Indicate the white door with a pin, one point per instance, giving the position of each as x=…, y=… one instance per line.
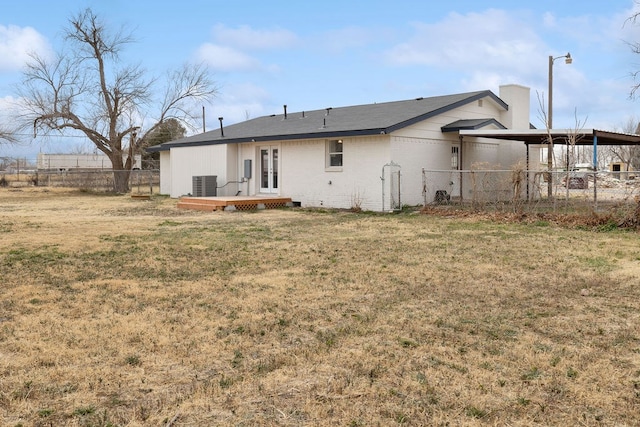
x=269, y=170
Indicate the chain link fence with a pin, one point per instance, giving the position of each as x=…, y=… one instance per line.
x=140, y=180
x=531, y=191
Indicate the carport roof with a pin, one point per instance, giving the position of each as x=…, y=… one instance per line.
x=541, y=136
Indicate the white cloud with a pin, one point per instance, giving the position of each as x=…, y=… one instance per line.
x=225, y=58
x=245, y=37
x=17, y=43
x=484, y=40
x=347, y=38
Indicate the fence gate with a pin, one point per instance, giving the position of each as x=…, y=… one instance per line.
x=391, y=186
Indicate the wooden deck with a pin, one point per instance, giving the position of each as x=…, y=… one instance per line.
x=239, y=203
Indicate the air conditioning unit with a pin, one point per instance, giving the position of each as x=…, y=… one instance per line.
x=205, y=186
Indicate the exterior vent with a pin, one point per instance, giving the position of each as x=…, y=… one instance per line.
x=205, y=186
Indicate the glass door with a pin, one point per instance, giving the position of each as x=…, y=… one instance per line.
x=269, y=170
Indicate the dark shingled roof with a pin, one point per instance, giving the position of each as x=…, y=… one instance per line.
x=359, y=120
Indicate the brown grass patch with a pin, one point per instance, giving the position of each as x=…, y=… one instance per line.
x=122, y=312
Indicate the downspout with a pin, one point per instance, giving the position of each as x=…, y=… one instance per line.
x=527, y=145
x=460, y=164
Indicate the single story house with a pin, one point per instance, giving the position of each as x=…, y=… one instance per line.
x=370, y=156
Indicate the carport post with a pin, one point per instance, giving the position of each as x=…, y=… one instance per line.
x=595, y=171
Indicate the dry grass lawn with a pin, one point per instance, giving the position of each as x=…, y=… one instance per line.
x=121, y=312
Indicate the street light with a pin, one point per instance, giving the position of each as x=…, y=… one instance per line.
x=567, y=60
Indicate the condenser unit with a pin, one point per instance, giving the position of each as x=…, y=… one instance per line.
x=205, y=186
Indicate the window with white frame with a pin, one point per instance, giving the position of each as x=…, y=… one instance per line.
x=334, y=153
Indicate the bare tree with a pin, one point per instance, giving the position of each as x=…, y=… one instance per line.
※
__Goal__. Extract all the data above exactly, excluding every picture.

__Result of this exercise__.
Indicate the white door with a pin, one point per instance, giving the position of each as x=…, y=… one instance per line.
x=269, y=170
Indicate the chain link fence with a pin, one point per instance, giving the position of each as x=…, y=… one instance per line.
x=140, y=180
x=531, y=191
Indicate the carport roof with a pin, one point per instance, giving the position of each as x=…, y=… one instance per line.
x=541, y=136
Indicate the white cloud with a pin, one point per instance, giving the position of each as x=…, y=… one instance per line.
x=225, y=58
x=245, y=37
x=17, y=43
x=484, y=40
x=347, y=38
Indicate the fence gate with a pin, one point per instance, giving the position of each as x=…, y=… one instance per line.
x=391, y=186
Indicate the wooden deck with a pin, one point per instance, giving the position of each as x=…, y=… one instance per line.
x=239, y=203
Indicate the air conditioning unit with a pin, one point per instance, giving the position of each as x=…, y=… one instance per line.
x=205, y=186
Indicate the exterior vent with a pin, one point per instance, giving the position of each as x=…, y=… one instance per line.
x=205, y=186
Indicate the glass door with a pin, one point per instance, giving the position of each as x=…, y=… one instance per line.
x=269, y=170
Indicate the dark shingled roof with a pin, one point per instance, giving the position of each as x=…, y=… one instance per line.
x=359, y=120
Indicate the brown grass patch with a pin, one point per instance, giving the position of each as x=…, y=… one instance per line.
x=122, y=312
Indicate the downspout with a pin, one point per instance, giving the position of each as x=…, y=… one instance per line.
x=527, y=145
x=460, y=164
Indicate the single story house with a pin, one point per instance, giving the position of each as x=…, y=… one instance per line.
x=370, y=156
Indicate the carport post with a pin, one point per instance, giving the position of each as x=…, y=… one instance per line.
x=595, y=171
Indicate the dry grass lawn with a pin, one point per instance, giving the position of each as x=…, y=… one instance per line.
x=121, y=312
Indicate the street light with a pin, one point per instance, giving the position of each as x=…, y=… one instance per line.
x=567, y=60
Indicate the condenser unit with a pin, one point per instance, giving the position of each as x=…, y=… one instance per line.
x=205, y=186
Indicate the window with white frame with a pin, one point per instance, giving the position of each as x=…, y=… one instance per line.
x=334, y=153
Indicate the bare tree with a pin, one point per instance, giving the position of each as x=…, y=… one instance per line.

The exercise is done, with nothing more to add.